[Records for identifying positions]
"""

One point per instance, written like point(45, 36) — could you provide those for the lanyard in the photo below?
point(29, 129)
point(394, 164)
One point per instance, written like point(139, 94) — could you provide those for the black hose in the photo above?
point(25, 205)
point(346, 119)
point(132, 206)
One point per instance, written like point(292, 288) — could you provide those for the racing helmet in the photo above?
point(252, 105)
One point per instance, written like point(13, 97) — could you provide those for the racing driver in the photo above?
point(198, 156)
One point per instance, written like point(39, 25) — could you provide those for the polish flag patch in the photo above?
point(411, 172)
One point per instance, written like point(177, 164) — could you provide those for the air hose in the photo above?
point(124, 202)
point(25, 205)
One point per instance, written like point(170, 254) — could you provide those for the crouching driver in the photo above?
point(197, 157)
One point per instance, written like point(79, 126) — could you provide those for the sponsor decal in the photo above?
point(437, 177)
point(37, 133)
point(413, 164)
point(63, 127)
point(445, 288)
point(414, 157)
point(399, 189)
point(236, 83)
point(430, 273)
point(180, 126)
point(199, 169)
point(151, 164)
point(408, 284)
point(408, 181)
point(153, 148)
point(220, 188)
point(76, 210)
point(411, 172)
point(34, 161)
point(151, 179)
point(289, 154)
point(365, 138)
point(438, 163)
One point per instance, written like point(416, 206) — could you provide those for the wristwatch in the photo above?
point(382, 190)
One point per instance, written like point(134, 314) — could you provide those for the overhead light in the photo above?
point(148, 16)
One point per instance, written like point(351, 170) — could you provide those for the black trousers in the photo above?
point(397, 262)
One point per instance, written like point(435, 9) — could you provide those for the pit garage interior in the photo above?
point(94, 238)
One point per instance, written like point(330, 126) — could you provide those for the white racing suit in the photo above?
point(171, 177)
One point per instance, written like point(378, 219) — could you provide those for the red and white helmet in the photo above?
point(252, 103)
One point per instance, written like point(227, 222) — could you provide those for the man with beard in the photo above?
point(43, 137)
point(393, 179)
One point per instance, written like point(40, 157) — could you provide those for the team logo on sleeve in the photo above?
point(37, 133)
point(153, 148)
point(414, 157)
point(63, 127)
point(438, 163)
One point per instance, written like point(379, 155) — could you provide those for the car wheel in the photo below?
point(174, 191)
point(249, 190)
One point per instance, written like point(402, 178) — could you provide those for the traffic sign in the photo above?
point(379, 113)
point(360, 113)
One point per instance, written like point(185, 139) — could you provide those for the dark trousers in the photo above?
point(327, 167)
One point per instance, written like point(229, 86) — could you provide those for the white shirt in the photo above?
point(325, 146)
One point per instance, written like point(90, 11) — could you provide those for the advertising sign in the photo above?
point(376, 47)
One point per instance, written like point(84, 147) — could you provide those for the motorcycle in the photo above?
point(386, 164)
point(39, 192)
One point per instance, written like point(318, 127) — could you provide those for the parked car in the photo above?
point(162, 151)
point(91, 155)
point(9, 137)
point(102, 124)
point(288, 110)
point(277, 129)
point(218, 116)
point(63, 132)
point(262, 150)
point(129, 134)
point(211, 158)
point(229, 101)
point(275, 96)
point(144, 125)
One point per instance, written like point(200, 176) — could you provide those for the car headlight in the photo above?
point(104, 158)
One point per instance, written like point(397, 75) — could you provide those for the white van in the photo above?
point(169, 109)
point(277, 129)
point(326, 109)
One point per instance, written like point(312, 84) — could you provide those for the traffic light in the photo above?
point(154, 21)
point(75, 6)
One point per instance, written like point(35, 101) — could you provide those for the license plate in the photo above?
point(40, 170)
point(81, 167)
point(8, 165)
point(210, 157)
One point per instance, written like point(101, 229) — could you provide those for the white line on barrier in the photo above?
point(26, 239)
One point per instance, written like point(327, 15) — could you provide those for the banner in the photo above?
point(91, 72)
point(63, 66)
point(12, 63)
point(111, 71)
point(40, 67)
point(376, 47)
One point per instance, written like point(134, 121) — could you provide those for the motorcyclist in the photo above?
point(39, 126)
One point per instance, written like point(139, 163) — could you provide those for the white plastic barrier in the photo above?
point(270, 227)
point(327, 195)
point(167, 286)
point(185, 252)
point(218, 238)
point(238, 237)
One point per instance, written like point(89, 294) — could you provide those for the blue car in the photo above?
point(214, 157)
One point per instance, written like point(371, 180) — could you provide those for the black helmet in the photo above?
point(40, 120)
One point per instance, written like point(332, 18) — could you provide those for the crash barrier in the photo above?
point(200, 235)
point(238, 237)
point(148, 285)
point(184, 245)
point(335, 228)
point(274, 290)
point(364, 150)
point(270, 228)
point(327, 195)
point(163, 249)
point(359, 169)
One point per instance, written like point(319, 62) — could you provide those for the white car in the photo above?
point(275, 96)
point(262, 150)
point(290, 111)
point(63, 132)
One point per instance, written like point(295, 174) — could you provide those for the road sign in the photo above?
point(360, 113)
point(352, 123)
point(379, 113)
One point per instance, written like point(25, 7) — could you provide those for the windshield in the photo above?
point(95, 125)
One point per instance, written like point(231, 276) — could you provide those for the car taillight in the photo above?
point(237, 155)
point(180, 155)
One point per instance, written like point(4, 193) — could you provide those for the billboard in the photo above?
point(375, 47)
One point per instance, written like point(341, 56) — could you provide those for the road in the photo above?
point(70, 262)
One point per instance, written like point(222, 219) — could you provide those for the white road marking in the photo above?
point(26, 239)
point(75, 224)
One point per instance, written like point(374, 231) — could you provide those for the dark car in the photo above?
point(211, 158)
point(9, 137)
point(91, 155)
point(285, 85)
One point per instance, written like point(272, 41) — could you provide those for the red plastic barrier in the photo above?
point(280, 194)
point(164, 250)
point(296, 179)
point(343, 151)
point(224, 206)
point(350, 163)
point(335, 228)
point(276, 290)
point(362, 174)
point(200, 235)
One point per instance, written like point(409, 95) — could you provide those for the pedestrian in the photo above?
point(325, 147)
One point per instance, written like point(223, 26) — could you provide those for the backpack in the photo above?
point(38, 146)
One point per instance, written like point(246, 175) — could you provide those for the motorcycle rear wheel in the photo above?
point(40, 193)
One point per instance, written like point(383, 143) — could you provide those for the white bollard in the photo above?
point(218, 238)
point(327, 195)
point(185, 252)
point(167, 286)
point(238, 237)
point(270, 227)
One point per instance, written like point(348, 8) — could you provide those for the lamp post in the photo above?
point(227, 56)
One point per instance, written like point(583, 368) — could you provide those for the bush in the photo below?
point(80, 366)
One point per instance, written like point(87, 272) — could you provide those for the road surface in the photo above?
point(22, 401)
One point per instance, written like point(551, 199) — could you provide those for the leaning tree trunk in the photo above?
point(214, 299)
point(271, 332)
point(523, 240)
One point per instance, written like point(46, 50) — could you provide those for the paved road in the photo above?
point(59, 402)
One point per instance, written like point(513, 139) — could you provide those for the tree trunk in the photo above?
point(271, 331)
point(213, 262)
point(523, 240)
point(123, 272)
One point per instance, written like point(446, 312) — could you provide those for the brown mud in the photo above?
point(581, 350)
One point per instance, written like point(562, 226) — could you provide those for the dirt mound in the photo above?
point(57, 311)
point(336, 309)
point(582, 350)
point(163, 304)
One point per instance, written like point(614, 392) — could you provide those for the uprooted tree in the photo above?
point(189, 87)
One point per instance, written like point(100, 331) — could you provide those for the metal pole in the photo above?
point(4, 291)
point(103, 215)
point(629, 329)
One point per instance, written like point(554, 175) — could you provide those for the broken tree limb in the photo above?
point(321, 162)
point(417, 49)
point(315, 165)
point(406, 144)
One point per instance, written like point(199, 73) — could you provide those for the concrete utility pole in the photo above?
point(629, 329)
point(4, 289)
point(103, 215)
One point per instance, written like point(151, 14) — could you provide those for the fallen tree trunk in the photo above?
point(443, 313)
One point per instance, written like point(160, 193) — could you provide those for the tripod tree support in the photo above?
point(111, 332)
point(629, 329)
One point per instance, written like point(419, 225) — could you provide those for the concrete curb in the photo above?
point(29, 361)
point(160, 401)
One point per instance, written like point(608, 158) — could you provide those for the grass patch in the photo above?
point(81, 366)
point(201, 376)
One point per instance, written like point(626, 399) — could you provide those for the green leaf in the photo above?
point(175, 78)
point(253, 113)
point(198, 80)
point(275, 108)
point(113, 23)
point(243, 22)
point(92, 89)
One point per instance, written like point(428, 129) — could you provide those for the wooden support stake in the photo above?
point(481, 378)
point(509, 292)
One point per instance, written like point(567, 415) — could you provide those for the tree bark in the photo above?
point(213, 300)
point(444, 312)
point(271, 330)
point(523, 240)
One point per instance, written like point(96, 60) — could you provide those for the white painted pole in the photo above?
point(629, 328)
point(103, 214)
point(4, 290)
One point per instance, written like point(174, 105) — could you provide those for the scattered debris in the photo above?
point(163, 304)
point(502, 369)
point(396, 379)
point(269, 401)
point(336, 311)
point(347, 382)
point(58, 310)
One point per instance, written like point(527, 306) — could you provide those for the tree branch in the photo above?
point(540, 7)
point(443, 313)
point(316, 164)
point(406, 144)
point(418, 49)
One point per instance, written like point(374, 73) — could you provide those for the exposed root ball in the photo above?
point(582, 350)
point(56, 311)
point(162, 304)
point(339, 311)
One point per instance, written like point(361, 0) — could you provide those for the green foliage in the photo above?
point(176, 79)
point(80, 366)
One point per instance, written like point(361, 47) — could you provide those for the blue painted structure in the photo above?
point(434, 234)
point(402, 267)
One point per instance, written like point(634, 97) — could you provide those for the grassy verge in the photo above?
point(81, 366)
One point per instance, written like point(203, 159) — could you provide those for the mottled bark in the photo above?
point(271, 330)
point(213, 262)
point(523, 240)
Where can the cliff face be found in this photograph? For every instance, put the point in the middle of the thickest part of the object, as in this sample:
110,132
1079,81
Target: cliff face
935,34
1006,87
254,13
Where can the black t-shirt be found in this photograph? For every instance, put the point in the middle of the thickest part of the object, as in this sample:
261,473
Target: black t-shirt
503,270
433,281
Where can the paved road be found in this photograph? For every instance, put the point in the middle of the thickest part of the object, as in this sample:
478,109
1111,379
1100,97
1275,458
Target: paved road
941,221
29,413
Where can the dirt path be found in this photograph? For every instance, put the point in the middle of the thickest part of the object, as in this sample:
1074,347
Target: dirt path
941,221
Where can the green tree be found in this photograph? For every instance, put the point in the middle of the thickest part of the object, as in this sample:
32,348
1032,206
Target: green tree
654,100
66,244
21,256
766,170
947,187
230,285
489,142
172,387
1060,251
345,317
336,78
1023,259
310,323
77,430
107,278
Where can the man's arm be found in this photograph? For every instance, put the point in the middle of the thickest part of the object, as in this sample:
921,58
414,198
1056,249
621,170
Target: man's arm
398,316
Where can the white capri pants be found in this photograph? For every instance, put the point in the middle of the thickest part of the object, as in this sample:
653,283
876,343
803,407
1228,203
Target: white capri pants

"""

What you should do -> Could you copy out the records word for word, starting at the line containing "One point per instance, written like point(341, 56)" and ending at the line containing "point(325, 147)", with both of those lines included?

Final result ->
One point per instance, written like point(341, 56) — could you provide those for the road in the photo above?
point(70, 262)
One point per instance, written like point(222, 219) — could you provide those for the white road marking in the photo above?
point(26, 239)
point(75, 224)
One point per instance, written like point(374, 231) — could you provide those for the dark car in the photo above?
point(211, 158)
point(9, 137)
point(91, 155)
point(285, 85)
One point per instance, written like point(272, 41) — could you provide those for the red plastic barrier in the photo above?
point(280, 194)
point(164, 250)
point(296, 179)
point(343, 151)
point(224, 206)
point(350, 163)
point(335, 228)
point(276, 290)
point(362, 174)
point(200, 235)
One point per instance, written like point(409, 95) — could you provide those for the pedestrian in the photo above?
point(325, 147)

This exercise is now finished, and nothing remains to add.